◆ **Problem statement**
Line by line, repeat the material below exactly and skip the images.

◆ **The data**
⁂

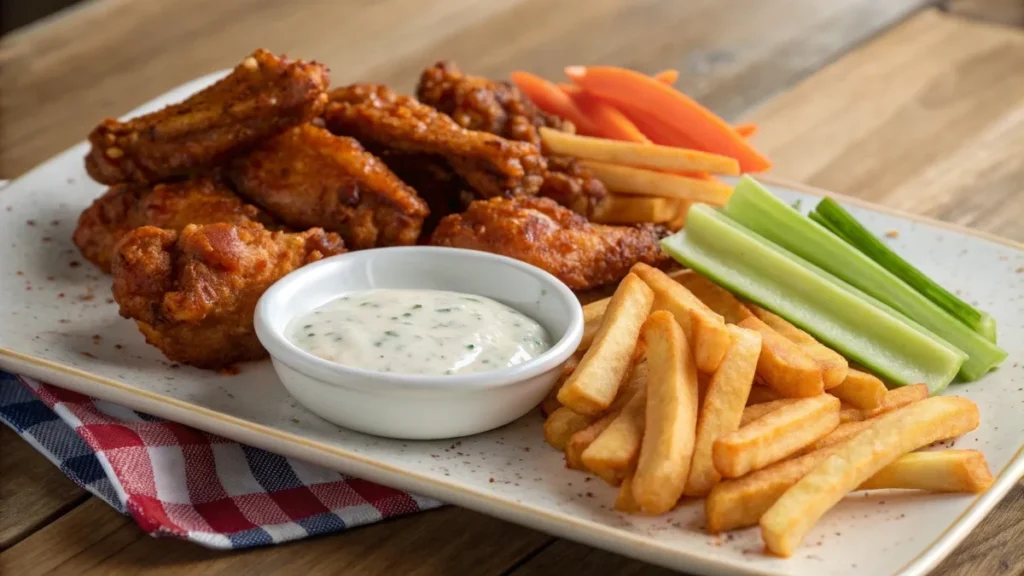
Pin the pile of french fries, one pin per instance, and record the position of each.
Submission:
(681, 389)
(647, 182)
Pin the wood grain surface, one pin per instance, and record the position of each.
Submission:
(887, 100)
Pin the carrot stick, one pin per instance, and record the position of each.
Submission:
(668, 76)
(630, 90)
(608, 122)
(747, 129)
(548, 97)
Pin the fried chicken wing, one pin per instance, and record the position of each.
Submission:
(172, 206)
(193, 293)
(262, 96)
(499, 108)
(540, 232)
(492, 165)
(308, 177)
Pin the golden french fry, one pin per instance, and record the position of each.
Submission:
(671, 415)
(550, 402)
(860, 389)
(945, 470)
(834, 366)
(782, 365)
(761, 394)
(640, 181)
(788, 520)
(666, 158)
(622, 209)
(755, 411)
(741, 502)
(775, 436)
(593, 314)
(615, 449)
(593, 385)
(898, 398)
(705, 330)
(722, 407)
(561, 424)
(719, 299)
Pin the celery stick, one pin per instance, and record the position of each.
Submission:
(753, 206)
(833, 312)
(841, 222)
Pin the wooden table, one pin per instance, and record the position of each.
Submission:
(897, 101)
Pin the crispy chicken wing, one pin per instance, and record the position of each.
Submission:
(499, 108)
(264, 95)
(540, 232)
(172, 206)
(492, 165)
(193, 293)
(309, 177)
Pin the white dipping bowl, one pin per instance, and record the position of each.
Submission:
(416, 406)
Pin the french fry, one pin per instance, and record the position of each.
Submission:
(761, 393)
(782, 365)
(614, 451)
(722, 407)
(775, 436)
(622, 209)
(550, 402)
(593, 385)
(898, 398)
(941, 470)
(756, 411)
(705, 329)
(640, 181)
(561, 424)
(671, 415)
(834, 366)
(593, 314)
(860, 389)
(787, 521)
(670, 159)
(719, 299)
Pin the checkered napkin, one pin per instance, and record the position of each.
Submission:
(176, 481)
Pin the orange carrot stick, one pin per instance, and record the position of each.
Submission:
(606, 119)
(548, 97)
(630, 90)
(668, 76)
(747, 129)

⁂

◆ **Exercise output**
Pin the pile of french fries, one pin per instance, and record the position of each.
Submission:
(681, 389)
(647, 182)
Pin the wood grain surface, one pin per instance, and record the position of each.
Submission:
(887, 100)
Pin the carrot stick, one pin per instance, and record the position of each.
Submission:
(668, 76)
(630, 90)
(608, 122)
(747, 129)
(548, 97)
Pin the fried chicken wing, one pin per instance, and record the position of each.
Submission:
(172, 206)
(193, 293)
(262, 96)
(499, 108)
(540, 232)
(492, 165)
(308, 177)
Pin the golden french fry, one pin per instance, and record the position of each.
Submission:
(671, 415)
(550, 402)
(860, 389)
(945, 470)
(834, 366)
(782, 365)
(761, 394)
(640, 181)
(788, 520)
(666, 158)
(622, 209)
(755, 411)
(741, 502)
(775, 436)
(593, 314)
(615, 449)
(593, 385)
(898, 398)
(705, 330)
(722, 407)
(561, 424)
(719, 299)
Pin the celery stick, one pin per instance, and record the position of each.
Submission:
(753, 206)
(833, 312)
(841, 222)
Pin the wooden table, one pin per instance, and record the position of each.
Submission:
(897, 101)
Pin the crispy chicken wing, one pin per instance, and record the position of each.
Submission:
(499, 108)
(264, 95)
(540, 232)
(172, 206)
(492, 165)
(193, 293)
(309, 177)
Pin the white dipping bowl, one pin per instance, and record the position of each.
Submission:
(416, 406)
Pin the french fry, one pin per instance, and record the position of each.
Submission:
(761, 393)
(782, 365)
(614, 451)
(722, 407)
(775, 436)
(622, 209)
(550, 402)
(593, 385)
(898, 398)
(941, 470)
(756, 411)
(705, 329)
(640, 181)
(561, 424)
(671, 415)
(834, 366)
(593, 314)
(860, 389)
(787, 521)
(670, 159)
(719, 299)
Pin the checkered napkin, one pin per instance, and record the position of each.
Submission:
(176, 481)
Pin the orange carrot stick, one pin per instance, and record the position of each.
Submission:
(606, 119)
(548, 97)
(630, 90)
(668, 76)
(747, 129)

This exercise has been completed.